Quote all entries exactly, leaving pictures aside.

Dataset records about object locations
<<<<

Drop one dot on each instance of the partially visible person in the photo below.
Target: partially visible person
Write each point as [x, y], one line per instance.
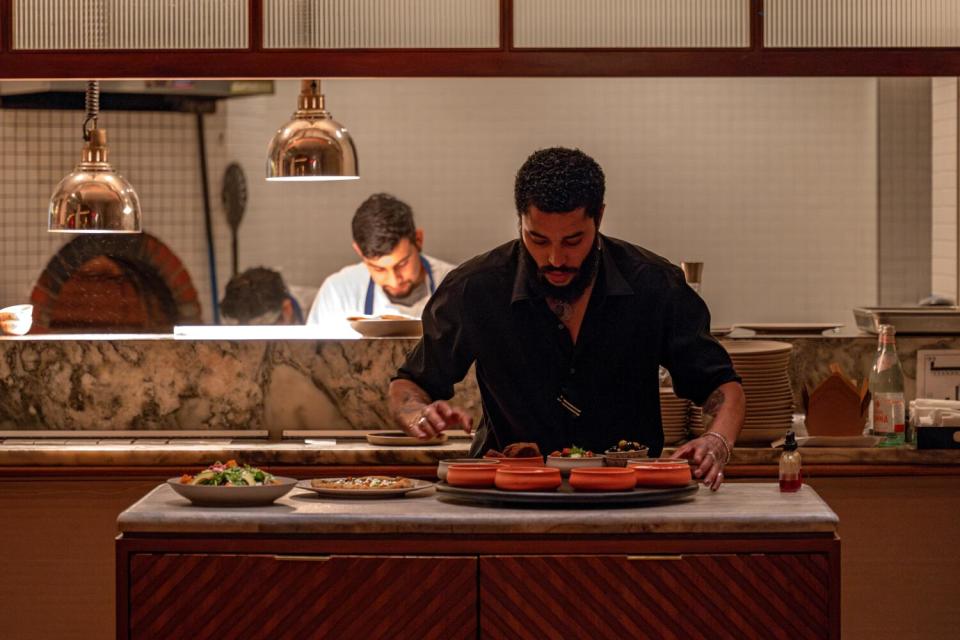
[394, 275]
[259, 296]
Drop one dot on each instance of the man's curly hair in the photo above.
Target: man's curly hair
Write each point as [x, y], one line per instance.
[557, 180]
[253, 293]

>>>>

__The reply__
Drop one dot on each instance of the partially visible person in the photo below.
Target: partially visible person
Write each point as [x, y], one line per instance.
[394, 275]
[259, 296]
Drop one dot on each instance of the man's curly hair in the photo above.
Target: man's curly hair
Write each point as [x, y], one line per instance.
[557, 180]
[253, 293]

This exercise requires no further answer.